→ PROBLEMS AND TASKS:
A) Replace "LED" with "bulb" and write out the part of the post on blinking lights with GPIO from "In my last post" to "3v ground bar.".
B) Answer these questions using the post on blinking lights with GPIO:
(i) Blinking a light is called the IoT equivalent of what?
(ii) In the setup, which pin is the anode of the LED connected to?
(iii) What are the two new libgpio functions named?

→ TEXT FOR ANALYSIS:
Blinking Lights With GPIO

In my last post we looked at a basic query of the GPIO bus just to show that we could read it. This time I want to actually control something. Blinking a light is the IoT equivalent of Hello World, so we’ll try that. In this setup, the anode (short lead) of the LED is connected to pin 19 by a smaller resistor, and the cathode (long lead) is connected to the 3v ground bar.

Design

libgpio has two new functions we haven’t seen so far: ‘‘gpio_pin_high’’ and ‘‘gpio_pin_low’’ which alternately set the pin to high voltage (on) and low voltage (off). If you aren’t familiar with logic circuits, high and low are used instead of on or off, because there is in fact always a little bit of voltage even in the nominally off condition.

[Items listed in a dataset]
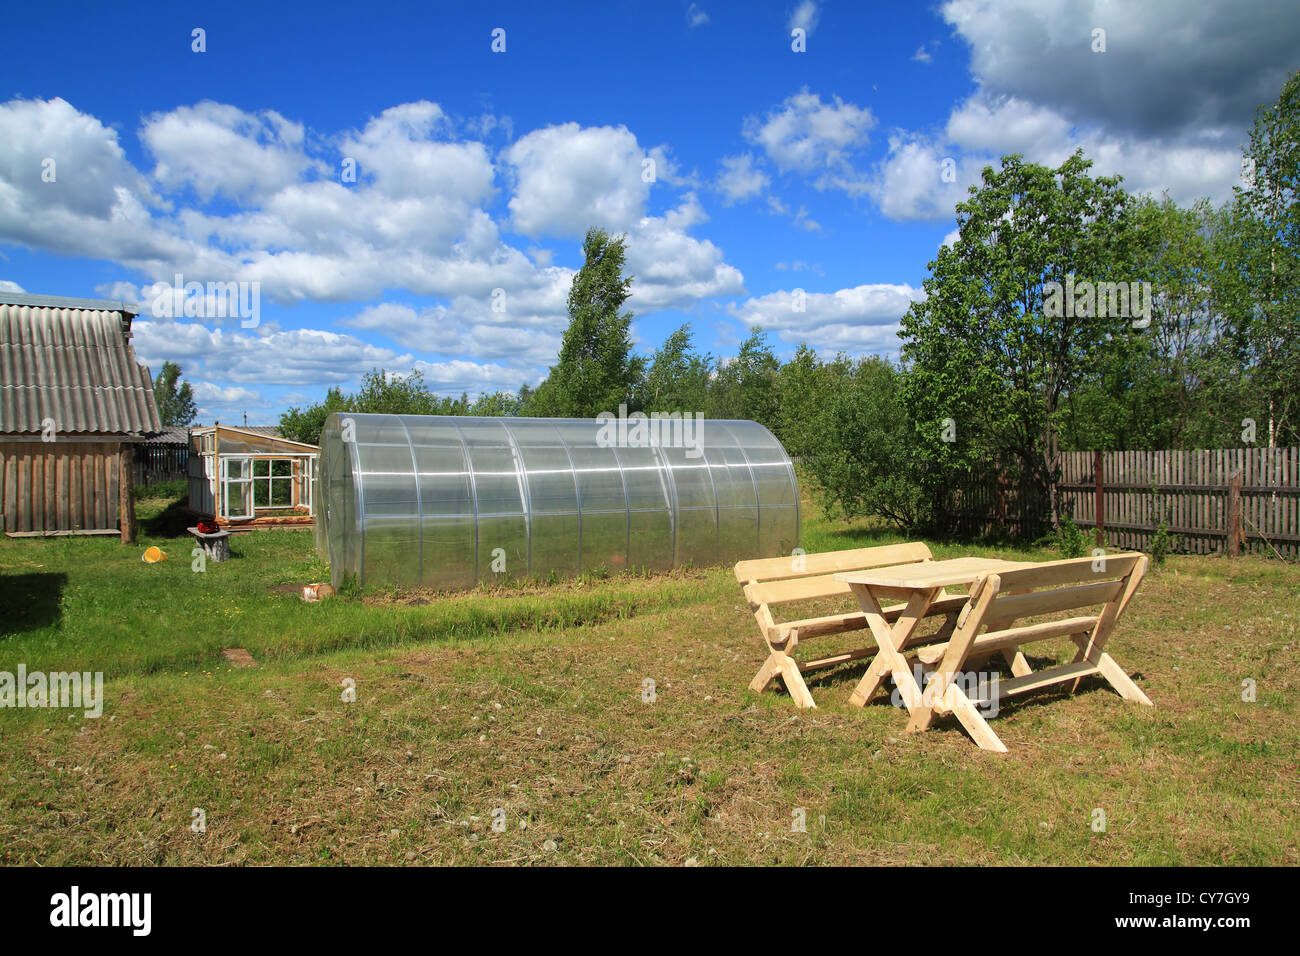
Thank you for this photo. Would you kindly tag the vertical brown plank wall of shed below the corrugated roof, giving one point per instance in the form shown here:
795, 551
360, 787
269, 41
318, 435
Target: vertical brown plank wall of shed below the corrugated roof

→ ANSWERS PER TASK:
A)
In my last post we looked at a basic query of the GPIO bus just to show that we could read it. This time I want to actually control something. Blinking a light is the IoT equivalent of Hello World, so we’ll try that. In this setup, the anode (short lead) of the bulb is connected to pin 19 by a smaller resistor, and the cathode (long lead) is connected to the 3v ground bar.

B)
(i) Hello World
(ii) Pin 19
(iii) gpio_pin_high and gpio_pin_low